Write out each line beneath this one exactly as it reads.

Records from a data source
══════════════════════════════

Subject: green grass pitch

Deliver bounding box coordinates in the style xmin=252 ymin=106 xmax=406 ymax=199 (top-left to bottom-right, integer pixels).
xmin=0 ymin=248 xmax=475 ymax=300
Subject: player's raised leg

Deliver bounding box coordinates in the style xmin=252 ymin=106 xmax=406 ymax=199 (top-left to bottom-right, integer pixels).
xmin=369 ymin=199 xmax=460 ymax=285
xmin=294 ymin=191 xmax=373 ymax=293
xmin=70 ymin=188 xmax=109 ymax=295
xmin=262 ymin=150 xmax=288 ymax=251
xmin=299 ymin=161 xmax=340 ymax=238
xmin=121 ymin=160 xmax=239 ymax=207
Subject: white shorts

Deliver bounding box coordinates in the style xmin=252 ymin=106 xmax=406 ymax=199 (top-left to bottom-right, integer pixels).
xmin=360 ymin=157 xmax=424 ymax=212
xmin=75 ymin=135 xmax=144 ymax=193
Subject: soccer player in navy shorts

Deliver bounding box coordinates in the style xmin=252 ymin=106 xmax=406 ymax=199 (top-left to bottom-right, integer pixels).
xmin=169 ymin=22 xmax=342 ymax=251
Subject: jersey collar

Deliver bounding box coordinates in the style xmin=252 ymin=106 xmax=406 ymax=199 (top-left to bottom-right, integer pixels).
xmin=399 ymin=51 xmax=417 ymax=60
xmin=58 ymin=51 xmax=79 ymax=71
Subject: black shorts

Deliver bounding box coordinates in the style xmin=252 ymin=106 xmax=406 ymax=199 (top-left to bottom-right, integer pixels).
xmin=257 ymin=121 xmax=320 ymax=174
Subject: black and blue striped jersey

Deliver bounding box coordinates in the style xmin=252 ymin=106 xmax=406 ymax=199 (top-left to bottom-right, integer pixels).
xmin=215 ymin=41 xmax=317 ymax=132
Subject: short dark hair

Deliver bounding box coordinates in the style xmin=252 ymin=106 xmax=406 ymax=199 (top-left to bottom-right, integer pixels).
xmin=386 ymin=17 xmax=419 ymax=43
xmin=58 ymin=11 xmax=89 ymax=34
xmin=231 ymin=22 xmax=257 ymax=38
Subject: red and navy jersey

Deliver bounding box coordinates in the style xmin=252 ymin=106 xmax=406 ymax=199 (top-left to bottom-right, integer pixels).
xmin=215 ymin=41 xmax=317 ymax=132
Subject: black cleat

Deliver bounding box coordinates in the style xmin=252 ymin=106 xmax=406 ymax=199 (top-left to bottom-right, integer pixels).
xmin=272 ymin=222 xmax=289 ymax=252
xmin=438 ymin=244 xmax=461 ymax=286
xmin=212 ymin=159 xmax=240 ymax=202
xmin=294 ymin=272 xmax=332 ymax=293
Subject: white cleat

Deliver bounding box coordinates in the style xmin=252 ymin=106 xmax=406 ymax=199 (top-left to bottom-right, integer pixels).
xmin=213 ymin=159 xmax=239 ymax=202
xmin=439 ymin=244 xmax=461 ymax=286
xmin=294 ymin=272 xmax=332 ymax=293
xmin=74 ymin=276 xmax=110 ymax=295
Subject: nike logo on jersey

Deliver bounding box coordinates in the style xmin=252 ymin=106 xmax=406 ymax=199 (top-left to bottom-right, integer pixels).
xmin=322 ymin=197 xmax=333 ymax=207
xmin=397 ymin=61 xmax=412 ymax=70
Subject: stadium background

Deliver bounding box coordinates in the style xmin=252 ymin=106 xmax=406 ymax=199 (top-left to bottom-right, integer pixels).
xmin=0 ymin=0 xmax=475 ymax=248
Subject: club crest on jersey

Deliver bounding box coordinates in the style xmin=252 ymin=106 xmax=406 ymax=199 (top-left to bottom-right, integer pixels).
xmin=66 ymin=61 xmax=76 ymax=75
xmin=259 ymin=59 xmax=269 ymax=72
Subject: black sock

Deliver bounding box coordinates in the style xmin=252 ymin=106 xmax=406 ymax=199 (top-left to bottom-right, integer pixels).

══════════════════════════════

- [Finished task]
Subject: green grass pitch

Deliver bounding box coordinates in the style xmin=252 ymin=106 xmax=406 ymax=199 (top-left to bottom-right, integer pixels).
xmin=0 ymin=248 xmax=475 ymax=300
Subject: player's raised leg

Deliver bounding box coordinates in the style xmin=252 ymin=106 xmax=406 ymax=199 (top-left to bottom-right, integer pixels).
xmin=369 ymin=199 xmax=460 ymax=285
xmin=294 ymin=191 xmax=373 ymax=293
xmin=70 ymin=188 xmax=109 ymax=295
xmin=262 ymin=150 xmax=288 ymax=251
xmin=299 ymin=161 xmax=340 ymax=238
xmin=121 ymin=160 xmax=239 ymax=207
Subject: white shorts

Deliver bounding box coordinates in the style xmin=252 ymin=106 xmax=406 ymax=199 (top-left to bottom-right, integer pixels).
xmin=360 ymin=157 xmax=424 ymax=212
xmin=75 ymin=135 xmax=144 ymax=193
Subject: soccer player in navy shorts

Deliver bounding box coordinates in the style xmin=252 ymin=106 xmax=406 ymax=199 (top-left to bottom-right, integer pixels).
xmin=169 ymin=22 xmax=342 ymax=251
Subject: jersey collar

Deliver bounding box coordinates in the style xmin=252 ymin=106 xmax=406 ymax=199 (top-left to bottom-right, integer pixels).
xmin=399 ymin=51 xmax=417 ymax=60
xmin=58 ymin=51 xmax=79 ymax=71
Subject: black shorts

Deliver bounding box coordinates in the style xmin=252 ymin=106 xmax=406 ymax=199 (top-left to bottom-right, integer pixels).
xmin=257 ymin=121 xmax=320 ymax=174
Subject: black and blue striped jersey

Deliver bounding box coordinates in the style xmin=252 ymin=106 xmax=406 ymax=199 (top-left to bottom-right, integer pixels).
xmin=215 ymin=41 xmax=317 ymax=132
Subject: short dark hair

Deliver bounding box coordinates in the style xmin=252 ymin=106 xmax=406 ymax=199 (top-left to bottom-right, integer pixels).
xmin=386 ymin=17 xmax=419 ymax=43
xmin=58 ymin=11 xmax=89 ymax=34
xmin=231 ymin=22 xmax=257 ymax=38
Subject: red and navy jersey

Deliver bounding box coordinates in the style xmin=252 ymin=106 xmax=406 ymax=199 (top-left to bottom-right, integer pixels).
xmin=215 ymin=41 xmax=317 ymax=132
Subject: black cleat

Deliver bounding box coordinates in the style xmin=252 ymin=106 xmax=406 ymax=199 (top-left to bottom-right, integer pixels).
xmin=272 ymin=222 xmax=289 ymax=252
xmin=438 ymin=244 xmax=461 ymax=286
xmin=212 ymin=159 xmax=240 ymax=202
xmin=294 ymin=272 xmax=332 ymax=293
Subject: white cleat

Deliver bounding box coordinates in the style xmin=252 ymin=106 xmax=406 ymax=199 (top-left to bottom-right, integer pixels).
xmin=213 ymin=159 xmax=239 ymax=202
xmin=439 ymin=244 xmax=461 ymax=286
xmin=294 ymin=272 xmax=332 ymax=293
xmin=74 ymin=276 xmax=110 ymax=295
Subject: nike logo on jersey

Deliver bounding box coordinates in the style xmin=252 ymin=106 xmax=406 ymax=199 (top-left to bottom-right, integer pixels).
xmin=322 ymin=197 xmax=333 ymax=207
xmin=397 ymin=61 xmax=412 ymax=70
Subject: stadium background

Deliver bounding box coordinates in the style xmin=252 ymin=106 xmax=406 ymax=199 (top-left to bottom-right, integer pixels).
xmin=0 ymin=0 xmax=475 ymax=248
Subject: club crest on jersey

Deliver bounding box coordinates in the style xmin=252 ymin=106 xmax=406 ymax=199 (top-left to bottom-right, integer pixels).
xmin=66 ymin=61 xmax=76 ymax=75
xmin=259 ymin=59 xmax=269 ymax=72
Subject: black sock

Deliver bounding box coordinates in the style xmin=252 ymin=106 xmax=406 ymax=199 (top-left to bottom-right, integer pixels).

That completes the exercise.